» Document segment:
Holders of record of ordinary shares of the Company on August 16, 2024 (New York time) (the “Record Date”) , or their proxy holders, are entitled to vote at the EGM or any adjournment or postponement thereof. Holders of the Company’s ordinary shares (“Ordinary Shares”) who wish to exercise their voting rights must act through the depositary of the Company’s Ordinary Shares program, Vstock Transfer.
The purpose of the EGM is for the Company's shareholders to consider and vote upon, and if thought fit, pass and approve the following resolutions:
(i) “RESOLVED, as an ordinary resolution, that the Company effect a share consolidation of the Company’s authorised, issued and outstanding ordinary shares at a consolidation ratio of up to fifty-to-one (50:1) (the “RS Ratio”), such that the number of authorised, issued and outstanding ordinary shares will be decreased by the RS Ratio and the par value of each authorised, issued and outstanding ordinary shares will be increased by the RS Ratio (collectively, the “Share Consolidation”), with such Share Consolidation to be effected at such time and date (the “Effective Time”), if at all, and at a precise RS Ratio of up to fifty-to-one (50:1), in each case, as determined by the board of directors of the Company (the “Board”) in its discretion within ten (10) days of obtaining the requisite shareholder approval for the Share Consolidation, and with such consolidated shares (the “Consolidated Shares”) having the same rights and being subject to the same restrictions (save as to nominal value) as the existing ordinary shares of US$0.0001 par value each of the Company as set out in the Company’s memorandum and articles of association, and all fractional entitlements to the issued Consolidated Shares resulting from the Share Consolidation will not be issued to the shareholders of the Company and the Company be authorised to round up any fractional shares resulting from the Share Consolidation, such that each relevant shareholder will be entitled to receive one Consolidated Share in lieu of any fractional share that would have been resulted from the Share Consolidation.”

» Provided material:
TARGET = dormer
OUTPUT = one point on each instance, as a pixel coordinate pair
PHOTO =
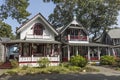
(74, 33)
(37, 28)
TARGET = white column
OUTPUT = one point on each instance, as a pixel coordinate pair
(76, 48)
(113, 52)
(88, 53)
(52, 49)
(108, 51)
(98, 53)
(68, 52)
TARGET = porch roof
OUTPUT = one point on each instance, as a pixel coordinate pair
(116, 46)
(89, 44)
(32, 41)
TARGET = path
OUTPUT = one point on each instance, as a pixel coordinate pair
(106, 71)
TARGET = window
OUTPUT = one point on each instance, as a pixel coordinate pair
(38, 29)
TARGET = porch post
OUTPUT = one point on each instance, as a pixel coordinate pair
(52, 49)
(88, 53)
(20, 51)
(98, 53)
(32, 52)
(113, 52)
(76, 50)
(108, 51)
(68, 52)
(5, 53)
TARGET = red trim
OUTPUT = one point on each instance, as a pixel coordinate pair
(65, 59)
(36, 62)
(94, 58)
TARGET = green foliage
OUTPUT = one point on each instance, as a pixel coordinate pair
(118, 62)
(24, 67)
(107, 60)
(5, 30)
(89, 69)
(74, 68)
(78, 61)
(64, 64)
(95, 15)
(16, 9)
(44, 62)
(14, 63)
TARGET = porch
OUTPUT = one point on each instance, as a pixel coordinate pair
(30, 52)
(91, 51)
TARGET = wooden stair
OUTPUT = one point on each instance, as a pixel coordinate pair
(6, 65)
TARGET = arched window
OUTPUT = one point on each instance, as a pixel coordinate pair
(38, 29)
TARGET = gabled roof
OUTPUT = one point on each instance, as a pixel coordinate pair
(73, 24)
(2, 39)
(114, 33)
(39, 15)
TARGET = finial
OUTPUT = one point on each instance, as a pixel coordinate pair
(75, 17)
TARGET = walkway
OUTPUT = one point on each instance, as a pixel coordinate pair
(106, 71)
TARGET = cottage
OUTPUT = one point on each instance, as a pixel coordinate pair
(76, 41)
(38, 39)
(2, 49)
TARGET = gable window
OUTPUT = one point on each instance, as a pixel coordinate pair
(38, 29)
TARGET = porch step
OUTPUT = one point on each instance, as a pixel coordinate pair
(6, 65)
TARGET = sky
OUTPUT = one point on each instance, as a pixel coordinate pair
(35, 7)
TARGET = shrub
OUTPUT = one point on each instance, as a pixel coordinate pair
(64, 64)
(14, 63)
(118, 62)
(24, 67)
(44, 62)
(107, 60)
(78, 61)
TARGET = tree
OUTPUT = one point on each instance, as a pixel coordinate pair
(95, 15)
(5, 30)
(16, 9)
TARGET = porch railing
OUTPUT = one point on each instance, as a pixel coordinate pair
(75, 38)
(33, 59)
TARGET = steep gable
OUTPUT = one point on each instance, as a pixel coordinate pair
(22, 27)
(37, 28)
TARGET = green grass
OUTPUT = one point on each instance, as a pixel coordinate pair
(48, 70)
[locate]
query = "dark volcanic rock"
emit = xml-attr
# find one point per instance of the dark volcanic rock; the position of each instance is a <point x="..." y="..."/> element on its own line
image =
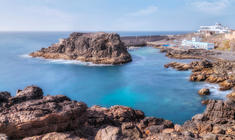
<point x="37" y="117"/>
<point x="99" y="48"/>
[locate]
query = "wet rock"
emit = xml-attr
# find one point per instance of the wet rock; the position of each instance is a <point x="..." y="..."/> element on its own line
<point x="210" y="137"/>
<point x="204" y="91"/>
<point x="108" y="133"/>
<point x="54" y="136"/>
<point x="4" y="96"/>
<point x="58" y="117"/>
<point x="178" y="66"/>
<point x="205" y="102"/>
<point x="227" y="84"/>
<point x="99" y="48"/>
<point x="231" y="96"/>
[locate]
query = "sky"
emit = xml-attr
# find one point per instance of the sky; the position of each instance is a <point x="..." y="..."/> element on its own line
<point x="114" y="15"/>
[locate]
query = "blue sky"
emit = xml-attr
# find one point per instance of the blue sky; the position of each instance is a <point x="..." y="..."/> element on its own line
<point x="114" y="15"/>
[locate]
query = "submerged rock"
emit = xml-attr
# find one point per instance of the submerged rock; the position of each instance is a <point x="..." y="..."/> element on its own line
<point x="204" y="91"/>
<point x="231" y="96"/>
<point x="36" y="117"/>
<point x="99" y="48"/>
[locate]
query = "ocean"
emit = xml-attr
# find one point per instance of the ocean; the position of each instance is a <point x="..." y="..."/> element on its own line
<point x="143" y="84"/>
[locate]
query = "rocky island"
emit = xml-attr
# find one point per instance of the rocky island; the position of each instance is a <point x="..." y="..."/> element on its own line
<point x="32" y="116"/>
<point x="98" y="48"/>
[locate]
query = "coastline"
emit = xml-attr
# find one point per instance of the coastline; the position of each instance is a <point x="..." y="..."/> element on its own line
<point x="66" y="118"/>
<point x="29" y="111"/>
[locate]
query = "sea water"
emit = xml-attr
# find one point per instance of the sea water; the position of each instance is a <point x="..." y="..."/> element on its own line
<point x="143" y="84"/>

* * *

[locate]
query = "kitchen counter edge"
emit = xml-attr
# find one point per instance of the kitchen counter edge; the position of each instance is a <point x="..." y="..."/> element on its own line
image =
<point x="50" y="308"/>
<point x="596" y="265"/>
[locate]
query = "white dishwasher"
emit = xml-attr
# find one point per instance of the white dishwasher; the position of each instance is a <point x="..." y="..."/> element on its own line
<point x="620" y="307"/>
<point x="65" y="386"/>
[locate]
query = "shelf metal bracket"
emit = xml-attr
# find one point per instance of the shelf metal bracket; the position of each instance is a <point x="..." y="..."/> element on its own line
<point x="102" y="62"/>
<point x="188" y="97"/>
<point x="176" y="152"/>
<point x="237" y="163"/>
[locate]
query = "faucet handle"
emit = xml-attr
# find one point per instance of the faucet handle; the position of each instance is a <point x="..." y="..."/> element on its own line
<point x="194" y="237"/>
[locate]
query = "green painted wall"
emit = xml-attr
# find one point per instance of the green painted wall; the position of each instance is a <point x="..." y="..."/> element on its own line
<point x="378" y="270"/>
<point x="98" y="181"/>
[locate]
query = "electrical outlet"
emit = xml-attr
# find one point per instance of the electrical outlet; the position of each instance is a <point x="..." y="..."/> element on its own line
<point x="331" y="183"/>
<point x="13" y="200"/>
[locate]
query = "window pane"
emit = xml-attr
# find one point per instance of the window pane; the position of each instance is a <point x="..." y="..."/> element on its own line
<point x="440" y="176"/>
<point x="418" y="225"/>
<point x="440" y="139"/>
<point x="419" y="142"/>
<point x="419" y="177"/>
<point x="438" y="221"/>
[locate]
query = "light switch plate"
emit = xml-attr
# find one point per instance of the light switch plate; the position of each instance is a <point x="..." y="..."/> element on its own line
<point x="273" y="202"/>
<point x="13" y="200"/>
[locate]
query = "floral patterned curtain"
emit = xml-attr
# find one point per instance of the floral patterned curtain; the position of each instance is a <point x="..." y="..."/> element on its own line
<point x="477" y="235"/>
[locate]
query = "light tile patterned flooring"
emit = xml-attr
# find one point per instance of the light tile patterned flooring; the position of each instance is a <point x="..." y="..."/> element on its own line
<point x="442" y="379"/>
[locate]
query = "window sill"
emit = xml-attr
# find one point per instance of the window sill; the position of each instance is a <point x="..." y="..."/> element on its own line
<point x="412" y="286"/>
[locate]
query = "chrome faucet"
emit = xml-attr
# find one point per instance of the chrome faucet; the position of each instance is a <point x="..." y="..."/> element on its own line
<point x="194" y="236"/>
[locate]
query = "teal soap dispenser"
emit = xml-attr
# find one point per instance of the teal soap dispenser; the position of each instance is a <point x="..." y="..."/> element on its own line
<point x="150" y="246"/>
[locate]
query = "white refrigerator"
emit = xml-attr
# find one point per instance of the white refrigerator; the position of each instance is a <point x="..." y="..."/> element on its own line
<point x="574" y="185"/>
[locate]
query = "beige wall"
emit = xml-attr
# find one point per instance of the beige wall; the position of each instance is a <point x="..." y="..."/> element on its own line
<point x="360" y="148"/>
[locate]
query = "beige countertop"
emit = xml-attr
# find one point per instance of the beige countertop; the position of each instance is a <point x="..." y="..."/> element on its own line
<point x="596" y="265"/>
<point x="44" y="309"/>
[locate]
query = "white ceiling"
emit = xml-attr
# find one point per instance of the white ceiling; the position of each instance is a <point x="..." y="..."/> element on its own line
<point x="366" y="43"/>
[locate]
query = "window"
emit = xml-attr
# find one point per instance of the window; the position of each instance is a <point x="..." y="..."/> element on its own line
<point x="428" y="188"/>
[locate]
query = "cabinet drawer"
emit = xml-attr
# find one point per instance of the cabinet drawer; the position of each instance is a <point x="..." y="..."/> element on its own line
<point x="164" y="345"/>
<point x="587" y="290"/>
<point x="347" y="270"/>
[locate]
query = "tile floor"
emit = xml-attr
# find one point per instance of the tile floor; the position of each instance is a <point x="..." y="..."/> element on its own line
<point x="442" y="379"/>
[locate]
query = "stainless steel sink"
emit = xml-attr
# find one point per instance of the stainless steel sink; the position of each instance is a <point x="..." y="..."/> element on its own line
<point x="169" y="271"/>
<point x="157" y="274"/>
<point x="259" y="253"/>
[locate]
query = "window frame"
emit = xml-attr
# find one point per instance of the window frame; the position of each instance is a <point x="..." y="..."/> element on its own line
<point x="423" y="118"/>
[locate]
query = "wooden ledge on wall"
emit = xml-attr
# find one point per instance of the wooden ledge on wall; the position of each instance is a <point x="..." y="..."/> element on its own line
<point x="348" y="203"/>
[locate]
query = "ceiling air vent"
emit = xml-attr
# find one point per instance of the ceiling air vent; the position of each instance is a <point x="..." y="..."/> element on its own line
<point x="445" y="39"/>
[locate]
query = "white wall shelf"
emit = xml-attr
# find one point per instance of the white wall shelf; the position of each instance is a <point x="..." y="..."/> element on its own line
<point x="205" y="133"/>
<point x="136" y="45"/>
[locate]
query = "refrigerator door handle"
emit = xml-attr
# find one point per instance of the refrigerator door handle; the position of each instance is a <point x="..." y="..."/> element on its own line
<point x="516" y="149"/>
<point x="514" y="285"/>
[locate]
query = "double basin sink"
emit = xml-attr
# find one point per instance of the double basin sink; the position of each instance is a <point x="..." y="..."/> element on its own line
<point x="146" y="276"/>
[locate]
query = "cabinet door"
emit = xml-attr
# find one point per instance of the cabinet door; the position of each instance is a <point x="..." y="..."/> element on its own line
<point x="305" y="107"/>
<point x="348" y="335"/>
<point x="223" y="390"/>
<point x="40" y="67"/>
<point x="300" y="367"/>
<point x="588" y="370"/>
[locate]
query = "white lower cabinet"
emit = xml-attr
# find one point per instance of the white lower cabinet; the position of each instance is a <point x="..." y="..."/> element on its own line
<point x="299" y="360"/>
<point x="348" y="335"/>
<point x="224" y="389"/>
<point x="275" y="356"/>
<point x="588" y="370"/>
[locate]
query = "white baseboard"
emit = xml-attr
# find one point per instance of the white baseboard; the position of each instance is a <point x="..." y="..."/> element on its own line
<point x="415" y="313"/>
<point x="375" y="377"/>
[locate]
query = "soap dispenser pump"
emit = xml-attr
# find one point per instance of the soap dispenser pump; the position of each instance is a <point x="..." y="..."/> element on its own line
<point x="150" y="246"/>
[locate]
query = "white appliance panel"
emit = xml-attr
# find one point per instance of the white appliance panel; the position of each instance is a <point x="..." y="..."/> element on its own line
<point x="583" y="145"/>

--

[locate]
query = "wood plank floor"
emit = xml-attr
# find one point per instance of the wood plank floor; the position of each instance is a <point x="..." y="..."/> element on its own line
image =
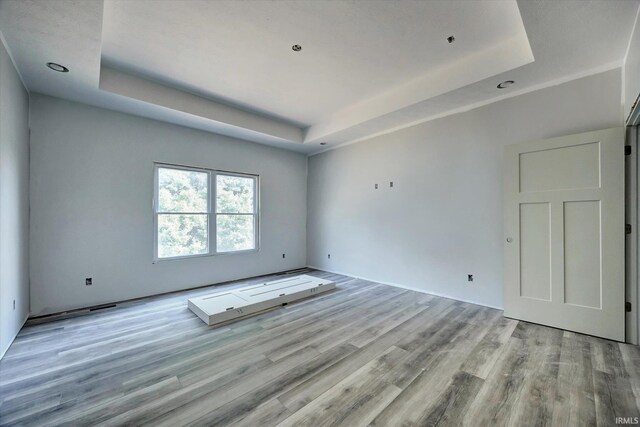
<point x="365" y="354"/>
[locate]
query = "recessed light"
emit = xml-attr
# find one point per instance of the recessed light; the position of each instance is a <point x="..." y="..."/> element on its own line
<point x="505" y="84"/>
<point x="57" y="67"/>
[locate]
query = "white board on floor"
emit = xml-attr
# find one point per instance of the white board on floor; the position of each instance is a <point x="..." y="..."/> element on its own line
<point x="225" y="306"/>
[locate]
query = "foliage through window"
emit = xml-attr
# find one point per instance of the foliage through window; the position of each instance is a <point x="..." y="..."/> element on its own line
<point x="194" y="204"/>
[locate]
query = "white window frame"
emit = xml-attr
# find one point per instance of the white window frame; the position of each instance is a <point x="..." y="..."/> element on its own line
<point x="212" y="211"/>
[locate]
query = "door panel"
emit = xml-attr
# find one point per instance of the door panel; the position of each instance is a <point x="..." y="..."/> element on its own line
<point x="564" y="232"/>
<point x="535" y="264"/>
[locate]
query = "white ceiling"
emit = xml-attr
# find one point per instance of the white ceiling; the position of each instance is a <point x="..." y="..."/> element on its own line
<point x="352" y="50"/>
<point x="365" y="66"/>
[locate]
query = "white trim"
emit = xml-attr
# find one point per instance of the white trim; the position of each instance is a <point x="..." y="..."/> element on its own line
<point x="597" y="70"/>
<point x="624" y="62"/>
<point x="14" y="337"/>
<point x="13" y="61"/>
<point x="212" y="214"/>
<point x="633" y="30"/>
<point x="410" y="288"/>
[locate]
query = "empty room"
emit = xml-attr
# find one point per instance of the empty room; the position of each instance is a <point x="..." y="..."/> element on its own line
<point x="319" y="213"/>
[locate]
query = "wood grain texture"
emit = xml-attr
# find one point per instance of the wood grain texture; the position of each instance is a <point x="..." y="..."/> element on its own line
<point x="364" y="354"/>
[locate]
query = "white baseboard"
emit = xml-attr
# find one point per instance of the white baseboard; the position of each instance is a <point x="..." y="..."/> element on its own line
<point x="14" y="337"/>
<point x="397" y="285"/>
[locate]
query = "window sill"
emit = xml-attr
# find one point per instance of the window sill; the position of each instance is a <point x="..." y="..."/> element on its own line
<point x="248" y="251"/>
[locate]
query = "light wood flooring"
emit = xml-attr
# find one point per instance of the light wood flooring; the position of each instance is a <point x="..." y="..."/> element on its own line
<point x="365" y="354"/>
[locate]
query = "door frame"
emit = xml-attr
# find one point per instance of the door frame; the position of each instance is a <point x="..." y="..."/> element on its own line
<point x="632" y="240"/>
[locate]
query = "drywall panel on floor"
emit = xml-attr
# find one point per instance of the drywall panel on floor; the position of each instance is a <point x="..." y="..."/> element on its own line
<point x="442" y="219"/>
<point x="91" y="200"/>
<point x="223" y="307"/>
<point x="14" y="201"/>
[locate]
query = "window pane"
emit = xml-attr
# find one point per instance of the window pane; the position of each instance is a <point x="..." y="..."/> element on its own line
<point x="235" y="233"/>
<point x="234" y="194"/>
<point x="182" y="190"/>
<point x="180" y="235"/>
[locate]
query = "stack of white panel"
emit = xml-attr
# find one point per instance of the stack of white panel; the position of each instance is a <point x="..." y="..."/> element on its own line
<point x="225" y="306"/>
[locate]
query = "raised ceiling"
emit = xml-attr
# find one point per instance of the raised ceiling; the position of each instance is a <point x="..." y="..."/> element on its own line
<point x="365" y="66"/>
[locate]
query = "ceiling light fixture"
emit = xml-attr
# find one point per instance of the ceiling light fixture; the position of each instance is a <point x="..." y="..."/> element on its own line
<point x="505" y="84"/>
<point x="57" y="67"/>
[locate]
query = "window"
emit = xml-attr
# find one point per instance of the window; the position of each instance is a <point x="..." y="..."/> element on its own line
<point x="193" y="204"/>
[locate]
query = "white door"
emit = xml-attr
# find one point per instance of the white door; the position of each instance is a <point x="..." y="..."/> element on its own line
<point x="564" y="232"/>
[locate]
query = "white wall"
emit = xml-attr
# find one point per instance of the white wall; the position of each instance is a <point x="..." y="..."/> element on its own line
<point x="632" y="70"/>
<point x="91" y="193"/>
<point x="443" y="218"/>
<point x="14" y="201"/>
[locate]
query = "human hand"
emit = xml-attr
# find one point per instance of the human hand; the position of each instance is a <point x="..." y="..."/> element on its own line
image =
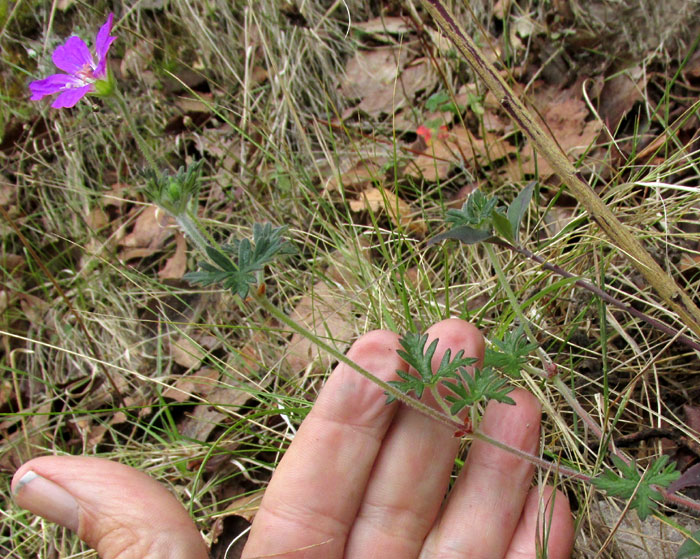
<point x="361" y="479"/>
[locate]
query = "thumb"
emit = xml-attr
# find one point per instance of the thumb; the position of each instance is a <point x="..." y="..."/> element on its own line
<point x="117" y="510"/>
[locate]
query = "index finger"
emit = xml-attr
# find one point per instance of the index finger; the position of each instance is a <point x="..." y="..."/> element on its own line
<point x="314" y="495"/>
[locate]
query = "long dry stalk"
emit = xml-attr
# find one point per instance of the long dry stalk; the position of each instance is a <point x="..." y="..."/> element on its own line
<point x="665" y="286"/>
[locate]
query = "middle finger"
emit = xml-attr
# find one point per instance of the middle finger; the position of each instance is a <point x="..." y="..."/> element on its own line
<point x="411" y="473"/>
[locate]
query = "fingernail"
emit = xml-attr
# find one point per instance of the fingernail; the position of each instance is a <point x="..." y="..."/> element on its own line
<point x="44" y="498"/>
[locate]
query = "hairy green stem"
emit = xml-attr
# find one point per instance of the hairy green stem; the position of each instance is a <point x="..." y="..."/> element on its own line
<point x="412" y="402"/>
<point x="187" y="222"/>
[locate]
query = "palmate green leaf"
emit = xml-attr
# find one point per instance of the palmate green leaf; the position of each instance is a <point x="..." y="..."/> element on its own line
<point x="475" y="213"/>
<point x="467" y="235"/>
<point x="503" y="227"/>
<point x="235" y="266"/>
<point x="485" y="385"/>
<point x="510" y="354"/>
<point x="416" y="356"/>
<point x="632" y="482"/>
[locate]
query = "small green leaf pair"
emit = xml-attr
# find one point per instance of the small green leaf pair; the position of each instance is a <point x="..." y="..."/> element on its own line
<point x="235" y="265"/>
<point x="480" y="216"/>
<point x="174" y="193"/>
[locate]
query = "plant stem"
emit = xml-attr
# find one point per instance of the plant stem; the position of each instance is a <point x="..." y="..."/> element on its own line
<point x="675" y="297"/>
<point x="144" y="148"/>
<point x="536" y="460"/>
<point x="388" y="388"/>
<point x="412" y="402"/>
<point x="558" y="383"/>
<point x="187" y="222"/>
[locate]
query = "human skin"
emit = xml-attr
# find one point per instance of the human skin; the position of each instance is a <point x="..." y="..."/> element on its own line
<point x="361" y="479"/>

» Required work:
A - For the shareholder meeting notice, decide whether each statement agrees with it, answering yes or no and quoting the deciding words: (i) the Record Date is August 16, 2024, New York time; (ii) holders of Ordinary Shares may exercise their voting rights without going through a depositary; (iii) fractional shares resulting from the Share Consolidation will be rounded down.
B - Write the next part of the shareholder meeting notice, picking up after the first resolution.
The rows are not needed for this work.

» The results:
A -
(i) Yes: "on August 16, 2024 (New York time) (the “Record Date”)"
(ii) No: "must act through the depositary of the Company’s Ordinary Shares program, Vstock Transfer"
(iii) No: "the Company be authorised to round up any fractional shares resulting from the Share Consolidation"

B -
(ii) “RESOLVED, as an ordinary resolution, that the authorised share capital of the Company, subject to the approval and implementation of the Share Consolidation and adjustment pending the Board’s determination of the precise RS Ratio, be altered from US$50,000 divided into 500,000,000 ordinary shares of US$0.0001 par value each to US$50,000 divided into a minimum of 10,000,000 ordinary shares of up to US$0.005 par value each (for a RS Ratio of fifty-to-one (50:1)) with effect from the Effective Time.”
(iii) “RESOLVED, as a special resolution, that subject to the approval and implementation of the Share Consolidation, the Company adopts, with effect from the Effective Time, the form of the second amended and restated memorandum and articles of association as Exhibit 99.4, subject to adjustment solely in respect of the final authorised share capital amount pending the Board’s determination of the precise RS Ratio) (the “Amended M&A”) in substitution for, and to the exclusion of, the Company’s existing memorandum and articles of association, to reflect the Share Consolidation and other administrative updates (including, without limitation, the insertion of provisions allowing the Company to conduct hybrid or virtual general meeting in the future, and the updated requirements on written ordinary resolutions of shareholders and publication of notice of general meeting on website.)”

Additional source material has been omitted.